EXCERPTED TEXT:

Monday 20 April 2015

Petty

Return (when do I ever leave it!) to one of my favourite subjects, the swimming pool.  Although I go to swim every day, I do not go at exactly the same time, so I see a variety of people of all ages who accompany me on my swims.  This does not make me more accommodating!  The perfect pool for me is an empty one with only one swimmer - myself!  This rarely happens, but usually I am lucky and am able to get a lane to myself.  Usually, but not always!  As an only child 'sharing' as a concept has not been something close to my heart, and certainly not when swimming.
          Most of my fellow swimmers are fine and any confusion is, I am sure, more due to my not fully understanding the language than anything else.  Some people, however, are simply plain rude and/or selfish.
          If I have to share a lane, I do so with good grace - as long as my fellow swimmers are equally considerate.  Diagonal backstroke in a confined space is not what Robert Frost had in mind when he wrote about 'good neighbours'!
          I usually outlast my fellow swimmers and so I recognise that any sharing will be temporary and  something which can be tolerated and is obviously character building.
          Some things do rankle and the simmering feelings contained in the following poem have been building up to their fitting expression!
          I am conscious that this a a relatively long poem on a relatively unimportant, even trivial, event - but it obviously meant something to me.  I hope my readers will be able to relate too.


Petty




First length is for warm up;
then crawl ‘work out’ starts,
and finishes after a metric mile,
with two slow end-to-ends of breast.

Yesterday, I looked around and saw
there were no vacant lanes for me
to swim.  I chose, therefore, to take
the free and common space
for those who splash.

As I approached the end of my
first length where, nowadays,
I stretch and set my watch,
a woman of a certain age,
cosmetics waterproof and nails
a crimson red, swam past
into my length’s end and
indicated I should move away
to the far side so she could
swim alone (next to the floats)
and ‘properly’.

Instinctive chivalry dictated
I accept her terms. 
                        But as
I moved I realized that she
assumed that I was one of those
slow men who clutter up the pool
with painful strokes and little pace.

I moved and took my place
along a side cluttered with
exit steps and started my
true swim. 
                        I was the better,
without doubt, quicker and
more purposeful and I soon
lapped her plodding speed.

I hope she spoke no English
as, I understand, expletives voiced
in water carry far!  And voice I did
each time I passed her form!

My tricked gentility gave sharp
intent to arbitrary length and
fifteen hundred metres soon
passed by – while she moved to a empty
lane as soon as possibly she could –
and I resumed my place where
I had started out
                        – and she left
long before I did.


Is this a poem or a peevish rant?

And does it matter if it says
something significant to me?

Our lives from day to day
are not defined by shattering events;
rather by how the busses run
and whether there is time for tea.

I am surprised by just how
ritualized my daily swim’s become
and how disturbed I am
by what I take to be
divergence from the norm
(defined by me) and, perhaps,

I need to pause a space,

and think about my passion for
an exercise contained
and destination-less
as swimming is.

REQUIRED TASKS:
**A.** Rewrite the swimming pool piece between "Monday 20 April" and "rude and/or selfish.", inclusive, putting "leisure center pool" in place of "swimming pool".
**B.** Answer these questions from the swimming pool piece:
(i) Which poet does the writer mention in connection with "good neighbours"?
(ii) After what distance does the crawl workout finish?
(iii) How many meters passed by while the writer swam along the side?
**C.** Continue the swimming pool piece from its final line.

INFORMATION SUPPLIED:
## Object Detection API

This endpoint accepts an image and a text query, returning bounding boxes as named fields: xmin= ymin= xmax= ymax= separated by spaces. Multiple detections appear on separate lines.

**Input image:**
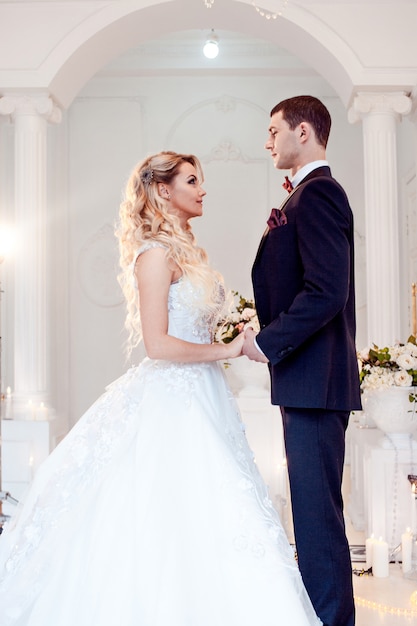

ANSWERS TO EACH TASK:
**A.**
Monday 20 April 2015

Petty

Return (when do I ever leave it!) to one of my favourite subjects, the leisure center pool.  Although I go to swim every day, I do not go at exactly the same time, so I see a variety of people of all ages who accompany me on my swims.  This does not make me more accommodating!  The perfect pool for me is an empty one with only one swimmer - myself!  This rarely happens, but usually I am lucky and am able to get a lane to myself.  Usually, but not always!  As an only child 'sharing' as a concept has not been something close to my heart, and certainly not when swimming.
          Most of my fellow swimmers are fine and any confusion is, I am sure, more due to my not fully understanding the language than anything else.  Some people, however, are simply plain rude and/or selfish.

**B.**
(i) Robert Frost
(ii) A metric mile
(iii) Fifteen hundred meters

**C.**
One day I will count up the number of poems I have written about swimming and perhaps start worrying about my focus of my poetic attention.  Meanwhile I will continue to write about those aspects of life which I find interesting and worry about the depth that I go into certain aspects of my life later!


Thursday 16 April 2015

Over head

Our local leisure centre has developed further!  The new car park is now open, a new extensive children's playground has magically sprung up and the space under the remains trees has been set with new tables and chairs.
          I was the first to sit in this new space with my customary cup of tea and it was during the time it takes for a cup of tea to be drunk that I made the notes that informed the following poem.
          There is not real shade under the trees at the moment because the leaves have not yet grown to their full size so you can appreciate the structure of what will soon me lost as the leaves develop.
           It was seeing the almost ecclesiastical church-like pillars and fan vaulting that encouraged the central image in the poem.
           It is also undeniable that I do feel a sort of ownership of the trees as I have been writing about them since last autumn and I make that explicit in the first stanza of the poem.
          It is difficult to know how much of what I write on such a limited subject matter is self-indulgence, but as soon as I started to make my notes in my notebook I felt a sort of excitement about the development of the ideas that I had.  I only hope that some of that feeling is contained in the poem.


Over head




It’s only fitting that I am the first
to sit (new tables, chairs) under
the captive trees which rise from
earth-island-circles set symmetrically
in cement seas. 
                       My words have claimed them,
through three seasons, as my own. 
My metaphors manured their growth!

The roof’s a work in hand,
that spreads from ruins of the past,
as fissured pillar-trunks show they retain
the memory of what they might become.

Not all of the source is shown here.